Action item: Word for word, restate each entry in the listing below.

Records provided:

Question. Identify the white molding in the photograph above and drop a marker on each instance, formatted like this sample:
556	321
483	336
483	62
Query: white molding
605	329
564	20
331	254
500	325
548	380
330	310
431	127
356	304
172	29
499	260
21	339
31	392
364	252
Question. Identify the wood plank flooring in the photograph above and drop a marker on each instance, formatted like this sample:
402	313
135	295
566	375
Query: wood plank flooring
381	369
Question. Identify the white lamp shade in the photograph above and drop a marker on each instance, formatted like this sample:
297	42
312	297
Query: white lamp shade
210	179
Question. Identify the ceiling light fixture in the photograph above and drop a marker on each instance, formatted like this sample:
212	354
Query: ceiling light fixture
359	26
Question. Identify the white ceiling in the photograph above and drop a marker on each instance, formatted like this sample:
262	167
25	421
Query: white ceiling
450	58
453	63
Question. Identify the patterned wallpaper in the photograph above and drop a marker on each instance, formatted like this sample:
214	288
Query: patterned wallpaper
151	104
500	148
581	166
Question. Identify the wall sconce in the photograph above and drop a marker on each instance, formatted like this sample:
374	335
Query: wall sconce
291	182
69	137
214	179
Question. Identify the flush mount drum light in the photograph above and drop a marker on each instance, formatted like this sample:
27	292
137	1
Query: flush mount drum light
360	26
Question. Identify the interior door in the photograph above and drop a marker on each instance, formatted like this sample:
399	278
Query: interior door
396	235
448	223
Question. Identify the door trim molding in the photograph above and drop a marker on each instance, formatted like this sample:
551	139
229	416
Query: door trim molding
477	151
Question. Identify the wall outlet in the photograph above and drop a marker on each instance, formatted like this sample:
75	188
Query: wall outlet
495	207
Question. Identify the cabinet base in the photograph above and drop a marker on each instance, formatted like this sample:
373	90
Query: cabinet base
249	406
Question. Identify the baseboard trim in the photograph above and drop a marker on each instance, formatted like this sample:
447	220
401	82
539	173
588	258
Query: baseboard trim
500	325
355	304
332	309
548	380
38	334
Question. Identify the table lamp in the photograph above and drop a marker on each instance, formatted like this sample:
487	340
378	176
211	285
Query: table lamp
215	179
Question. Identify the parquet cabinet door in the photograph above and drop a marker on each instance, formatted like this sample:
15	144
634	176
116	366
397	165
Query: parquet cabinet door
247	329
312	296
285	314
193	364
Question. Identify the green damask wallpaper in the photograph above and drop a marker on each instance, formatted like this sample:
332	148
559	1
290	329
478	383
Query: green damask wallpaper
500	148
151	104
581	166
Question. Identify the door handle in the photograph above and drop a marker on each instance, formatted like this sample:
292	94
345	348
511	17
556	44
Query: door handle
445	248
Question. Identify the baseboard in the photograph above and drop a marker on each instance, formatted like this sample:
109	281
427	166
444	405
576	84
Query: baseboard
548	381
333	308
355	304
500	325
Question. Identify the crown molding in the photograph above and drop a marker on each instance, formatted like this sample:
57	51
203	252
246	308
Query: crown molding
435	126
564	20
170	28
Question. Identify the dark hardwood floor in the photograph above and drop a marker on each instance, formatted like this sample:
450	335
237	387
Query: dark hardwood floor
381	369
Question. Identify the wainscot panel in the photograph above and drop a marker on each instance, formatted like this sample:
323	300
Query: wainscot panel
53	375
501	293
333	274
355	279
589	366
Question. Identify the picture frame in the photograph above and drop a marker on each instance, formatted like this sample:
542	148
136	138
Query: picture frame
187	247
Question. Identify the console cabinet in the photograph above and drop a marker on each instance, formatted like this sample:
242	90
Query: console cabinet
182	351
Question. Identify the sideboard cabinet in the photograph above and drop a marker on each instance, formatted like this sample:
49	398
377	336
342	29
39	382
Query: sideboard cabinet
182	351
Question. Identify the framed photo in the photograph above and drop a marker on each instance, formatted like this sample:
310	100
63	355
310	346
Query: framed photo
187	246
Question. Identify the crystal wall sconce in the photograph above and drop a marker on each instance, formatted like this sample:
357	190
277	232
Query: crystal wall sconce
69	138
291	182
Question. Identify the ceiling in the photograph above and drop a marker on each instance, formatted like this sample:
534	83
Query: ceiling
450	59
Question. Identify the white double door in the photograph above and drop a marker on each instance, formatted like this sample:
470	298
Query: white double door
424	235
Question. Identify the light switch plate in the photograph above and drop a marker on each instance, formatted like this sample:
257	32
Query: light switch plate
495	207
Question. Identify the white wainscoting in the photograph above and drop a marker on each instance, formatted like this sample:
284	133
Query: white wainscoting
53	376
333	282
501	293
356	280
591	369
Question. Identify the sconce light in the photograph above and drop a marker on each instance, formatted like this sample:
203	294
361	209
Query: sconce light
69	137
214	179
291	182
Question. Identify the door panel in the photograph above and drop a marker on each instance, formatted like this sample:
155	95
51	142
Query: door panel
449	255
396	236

Finished task:
Question. Identify the white molding in the photograph above and drop a marker on each instance, formatted like this sample:
556	321
483	336
483	62
Query: white molding
605	329
564	20
331	254
500	325
548	380
330	310
431	127
356	304
172	29
499	260
21	339
31	392
364	252
Question. Identify the wood plank flooring in the photograph above and drop a marker on each instance, formatted like this sample:
402	313
135	295
566	375
Query: wood plank flooring
381	369
Question. Identify the white lamp shade in the photograph above and drop a marker on each instance, formatted like this sample:
297	42
312	297
Query: white lamp shade
210	179
Question. Identify the ceiling light fixture in the photograph above and drop a marker on each instance, formatted like this sample:
212	354
Query: ceiling light fixture
359	26
Question. Identify the white ceiling in the photograph above and drop a marker on each instance, formatted like this sample:
262	167
25	421
Query: white ceiling
450	58
453	63
Question. Identify the patterned wallpaper in the photograph above and drop a marker on each instance, formatted like this sample:
214	288
Query: patterned wallpaper
151	104
500	148
581	166
Question. Identify the wall sconce in the photograph above and drop a marker on each instance, formatted like this sample:
374	335
Query: wall sconce
291	182
69	137
214	179
Question. Identify the flush mount drum light in the photograph above and drop a marker on each instance, formatted like this sample:
27	292
137	1
Query: flush mount drum light
360	26
Question. Identify the interior door in the photograph above and drop a marker on each instance, formatted like this sample:
399	278
Query: interior door
396	235
448	223
Question. Identify the door trim molding in the photograph above and drop a marker on each instance, formatted like this sample:
551	139
229	416
Query: door trim molding
477	151
Question. Identify the wall outlet in the photograph above and drop a marker on each instance, formatted like this sample:
75	188
Query: wall outlet
495	207
Question. Identify the cabinet base in the photograph above and drop a marker on each instance, formatted like this sample:
373	90
Query: cabinet base
249	406
Question. Identify the baseboard trim in the photograph above and drop a marker on each instance, formatted like this sample:
447	220
401	82
539	173
588	258
Query: baseboard trim
500	325
355	304
332	309
548	380
38	334
Question. Identify the table lamp in the photograph above and drop a marker on each instance, formatted like this sample:
487	340
378	176
211	285
Query: table lamp
215	179
Question. Identify the parquet cabinet door in the photograph above and drop a marker on each instance, formatted like this sample:
15	144
634	176
116	366
397	165
Query: parquet cabinet door
247	329
312	296
285	314
193	364
Question. Identify the green damask wallpaper in the photograph above and drop a marker on each instance, formatted like this sample:
332	148
559	1
290	329
478	383
Query: green damask wallpaper
500	148
151	104
581	166
Question. Identify the door handle in the photograph above and drop a marker on each instance, formatted like this sample:
292	94
345	348
511	17
556	44
Query: door handle
445	248
Question. Identify the baseboard in the photograph above and drop a marker on each instance, formatted like this sample:
109	281
427	166
444	405
576	84
Query: baseboard
548	381
333	308
355	304
500	325
Question. Identify the crown molding in the photograph above and drop a marker on each instance, formatted like this sample:
57	51
203	252
246	308
Query: crown molding
435	126
564	20
170	28
Question. Identify the dark hardwood floor in the photograph above and drop a marker on each instance, formatted like this sample:
450	335
237	387
Query: dark hardwood floor
381	369
Question. Identify the wainscot panel in the photograph above and drop a marker on each instance, formatted like this sample:
323	300
Query: wainscot panel
53	375
501	293
333	274
355	279
589	366
Question. Identify the picture frame in the photograph above and drop a marker on each instance, formatted like this sample:
542	148
136	138
Query: picture frame
187	247
Question. Identify the console cabinet in the photograph above and drop a marker on each instance, formatted like this sample:
242	90
Query: console cabinet
182	351
Question. Identify the sideboard cabinet in the photograph above and drop a marker on each instance, formatted like this sample:
49	398
377	336
342	29
39	382
Query: sideboard cabinet
182	351
Question. Identify the framed photo in the photograph above and drop a marker on each instance, formatted like this sample:
310	100
63	355
310	346
Query: framed photo
187	246
Question. Identify the crystal wall sconce in the photograph above and drop a marker on each instance, formatted like this sample:
357	190
277	232
Query: crystal wall sconce
69	138
291	182
Question. Identify the ceiling in the photograph above and drop a marker on each instance, formatted like this sample:
534	83
Query: ceiling
450	59
Question. Identify the white double door in the photograph above and drop a marker on each instance, formatted like this sample:
470	298
Query: white double door
424	235
Question. Identify the light switch plate in the photograph above and drop a marker on each instance, formatted like this sample:
257	32
Query: light switch plate
495	207
Question. Identify the white wainscoting in the photograph above and drop a marker on each instance, formatted like this sample:
284	133
Query: white wainscoting
53	376
333	282
501	293
356	280
591	369
Question. Identify the sconce light in the photograph above and drop a marker on each instance, formatted like this sample:
203	294
361	209
Query: sconce light
69	137
214	179
291	182
Question. Identify the door panel in the photograph above and drop a marker on each instance, formatted like this sample:
155	95
51	142
Query: door panel
449	255
396	236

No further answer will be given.